━━━ PASSAGE TO READ ━━━
ATLANTA — A Macon woman accused of abducting and killing a 38-year-old mother in an apparently random carjacking confessed to the shooting and led police to the woman’s body, an investigator said Monday. Alexandria Renee Scott, 19, and Justin Terrell Grable, 21, were charged Sunday with felony murder in the death of Kimberly McKenzie.

Her body was discovered that afternoon in Bibb County after a carjacking Wednesday in nearby Warner Robins. “Our thoughts and prayers are with the McKenzie family,” said Houston County District Attorney George Hartwig in a telephone interview Monday. “This is a very sad and tragic case and we’ll do our best to see that justice is done.

” Bibb County Sheriff’s Lt. Paul Edwards testified during a court hearing that Scott was taken into custody on an unrelated warrant and began discussing the carjacking. Edwards said Scott led authorities to the body and confessed to the shooting. “She admitted that she was the one who held the gun in her hand when she pulled the trigger,” Edwards told a magistrate judge. The carjacking began in Warner Robins when Scott and Grable approached McKenzie’s car and asked if she had a lighter for a cigarette, Edwards testified.

McKenize was then was forced into a back seat. Police accuse Grable of driving McKenzie’s 1995 Honda Accord and say he was there when the victim was killed. Edwards said investigators are still trying to reconstruct a timeline of the carjacking and killing. Both suspects were being held without bond Monday in the Bibb County jail. It was unclear whether they had defense attorneys. Phone listings for their homes were not immediately available.

McKenzie’s family members told police they last spoke with her about 7 p.m. Wednesday when she was searching for a local business to do her taxes. McKenzie, the mother of a teenage son, worked in the dietary division of Houston Medical Center. McKenzie’s sister, Betsy McKenzie, told authorities she was talking with her sister on a cell phone when she overheard a man’s voice say, “Get in the back seat.”

The phone went dead and the last ping from it was a tower in the Macon area, said Sid Andrews, Centerville’s police chief. Macon authorities found McKenzie’s car. Hartwig, the prosecutor, said authorities are still investigating, but that McKenzie’s death appeared to be a random act of violence. An autopsy was scheduled for Tuesday.

“We haven’t discovered any information that would lead us to believe the victim was specifically targeted,” he said. “It looks like a somewhat random street crime that turned tragic.”
━━━
COMPLETE THE FOLLOWING:
1. Summarize the article about the Warner Robins carjacking in two sentences.
2. Rewrite the article about the Warner Robins carjacking from "The phone went" to "scheduled for Tuesday.", substituting "district attorney" for "prosecutor".
━━━ RECORDS SHOWN ━━━
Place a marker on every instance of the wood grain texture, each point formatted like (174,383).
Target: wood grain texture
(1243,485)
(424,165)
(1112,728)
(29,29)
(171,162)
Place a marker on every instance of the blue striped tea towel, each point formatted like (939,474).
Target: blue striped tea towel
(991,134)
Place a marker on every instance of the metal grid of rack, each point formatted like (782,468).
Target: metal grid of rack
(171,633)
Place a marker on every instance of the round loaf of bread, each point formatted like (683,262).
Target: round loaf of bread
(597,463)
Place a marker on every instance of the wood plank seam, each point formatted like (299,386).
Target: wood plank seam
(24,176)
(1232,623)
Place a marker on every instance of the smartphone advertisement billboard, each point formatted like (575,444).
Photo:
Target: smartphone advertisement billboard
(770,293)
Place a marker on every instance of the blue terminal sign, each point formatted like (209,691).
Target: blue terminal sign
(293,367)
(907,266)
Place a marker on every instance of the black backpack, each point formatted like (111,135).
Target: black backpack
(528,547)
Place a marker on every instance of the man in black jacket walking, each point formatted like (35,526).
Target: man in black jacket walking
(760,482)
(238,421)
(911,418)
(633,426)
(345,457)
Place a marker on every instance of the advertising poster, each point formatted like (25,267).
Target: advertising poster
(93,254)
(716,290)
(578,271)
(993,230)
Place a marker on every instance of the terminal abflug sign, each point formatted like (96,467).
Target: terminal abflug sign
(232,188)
━━━
RESPONSES PER TASK:
1. Alexandria Renee Scott, 19, and Justin Terrell Grable, 21, were charged with felony murder in the death of Kimberly McKenzie, who was forced into the back seat of her car during a carjacking in Warner Robins. An investigator testified that Scott confessed to the shooting and led authorities to the body, and the prosecutor said the death appeared to be a random act of violence.

2.
The phone went dead and the last ping from it was a tower in the Macon area, said Sid Andrews, Centerville’s police chief. Macon authorities found McKenzie’s car. Hartwig, the district attorney, said authorities are still investigating, but that McKenzie’s death appeared to be a random act of violence. An autopsy was scheduled for Tuesday.